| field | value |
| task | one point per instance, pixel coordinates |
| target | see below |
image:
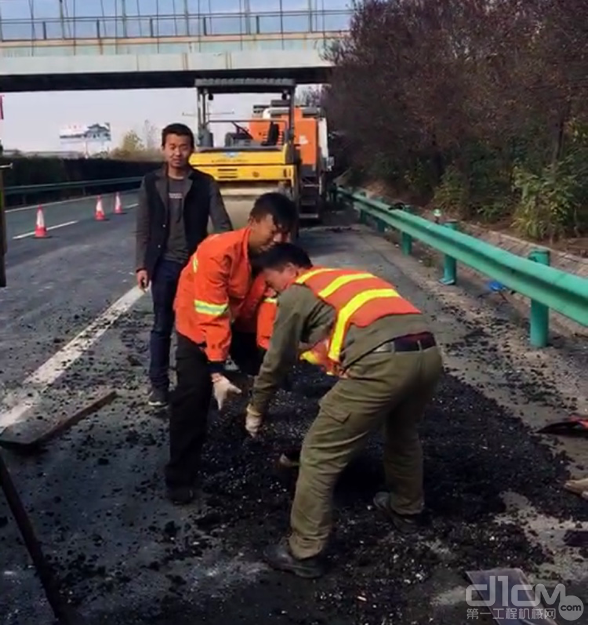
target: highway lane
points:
(494, 489)
(58, 285)
(21, 221)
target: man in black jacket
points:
(175, 204)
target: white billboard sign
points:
(86, 132)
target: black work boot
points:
(280, 558)
(404, 523)
(290, 459)
(159, 398)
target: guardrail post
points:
(539, 313)
(450, 264)
(407, 239)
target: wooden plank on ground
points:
(30, 435)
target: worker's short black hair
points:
(180, 130)
(283, 254)
(281, 207)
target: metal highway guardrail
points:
(547, 288)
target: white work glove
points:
(253, 421)
(222, 389)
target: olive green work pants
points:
(389, 390)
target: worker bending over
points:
(216, 305)
(380, 347)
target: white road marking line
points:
(32, 234)
(15, 406)
(75, 199)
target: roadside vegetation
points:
(477, 107)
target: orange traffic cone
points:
(99, 216)
(40, 227)
(118, 205)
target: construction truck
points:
(310, 137)
(246, 166)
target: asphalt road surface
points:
(125, 556)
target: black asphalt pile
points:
(206, 566)
(475, 452)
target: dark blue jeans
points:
(164, 283)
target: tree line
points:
(478, 106)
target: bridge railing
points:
(180, 25)
(548, 288)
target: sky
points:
(32, 121)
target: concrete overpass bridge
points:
(145, 50)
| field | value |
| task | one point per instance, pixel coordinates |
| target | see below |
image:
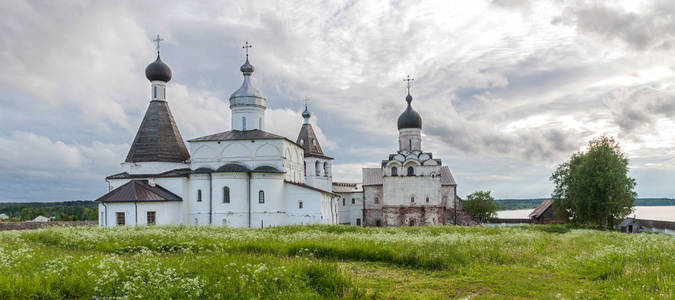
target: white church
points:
(249, 177)
(245, 177)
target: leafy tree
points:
(593, 188)
(480, 205)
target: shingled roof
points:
(308, 141)
(158, 138)
(446, 176)
(139, 191)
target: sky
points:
(507, 89)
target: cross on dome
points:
(246, 47)
(157, 40)
(409, 80)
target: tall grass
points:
(198, 262)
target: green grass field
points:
(312, 262)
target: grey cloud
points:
(652, 29)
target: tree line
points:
(60, 211)
(592, 189)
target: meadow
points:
(317, 262)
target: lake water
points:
(660, 213)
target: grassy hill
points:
(315, 262)
(511, 204)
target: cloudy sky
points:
(507, 88)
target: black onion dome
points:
(158, 71)
(409, 118)
(306, 114)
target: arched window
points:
(226, 194)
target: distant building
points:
(544, 214)
(411, 187)
(40, 219)
(350, 204)
(630, 225)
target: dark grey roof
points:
(537, 212)
(267, 169)
(171, 173)
(311, 188)
(409, 118)
(232, 168)
(308, 141)
(202, 170)
(139, 191)
(158, 70)
(158, 138)
(255, 134)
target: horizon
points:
(507, 90)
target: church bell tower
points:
(248, 104)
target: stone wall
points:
(37, 225)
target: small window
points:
(226, 194)
(150, 216)
(120, 218)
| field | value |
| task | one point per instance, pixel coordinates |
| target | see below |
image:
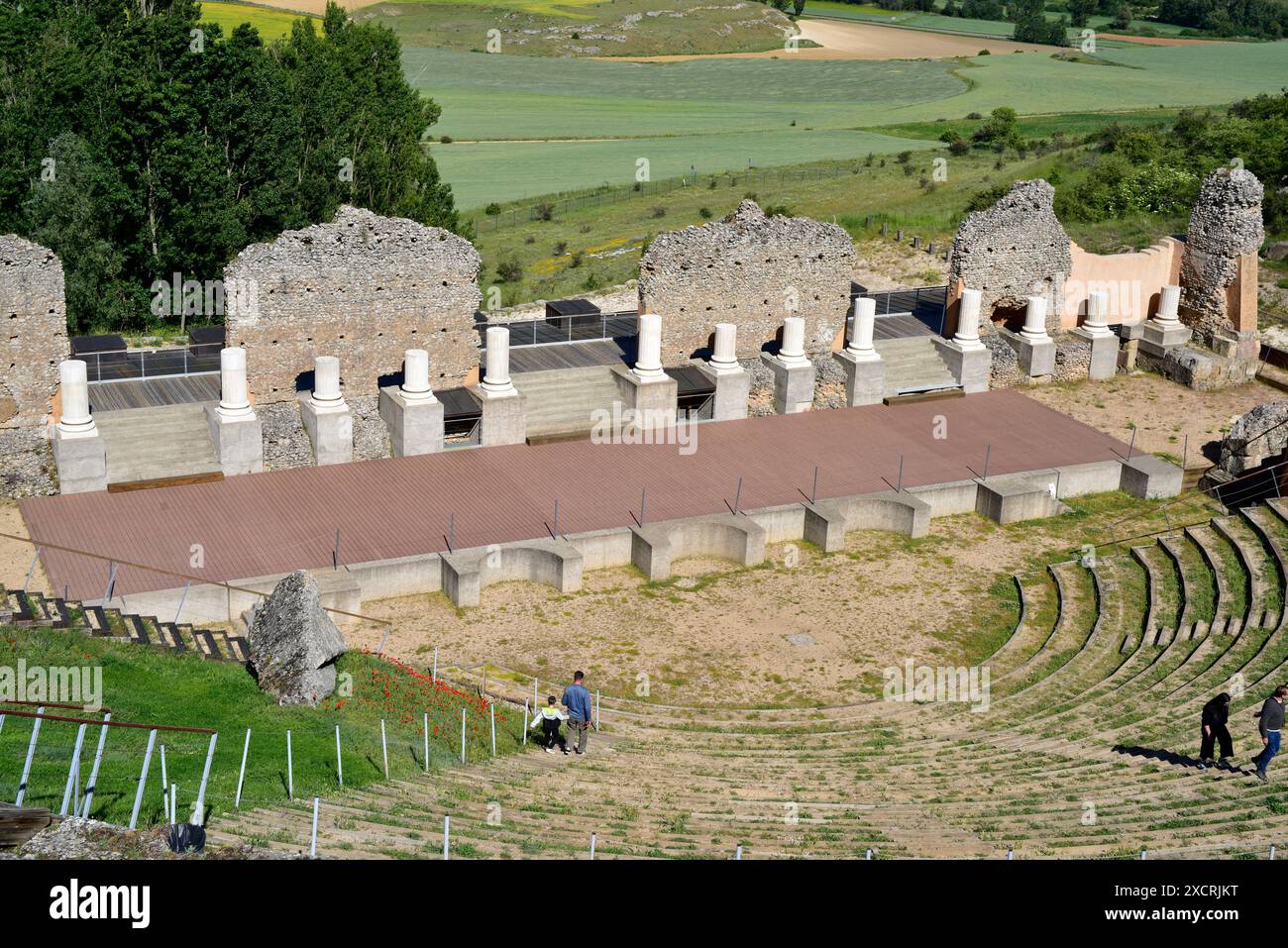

────

• Exercise
Gather every line of the records that contains the string "dark" and copy each one out. Case counts.

• Solution to this task
target: dark blue jeans
target: dark grey roof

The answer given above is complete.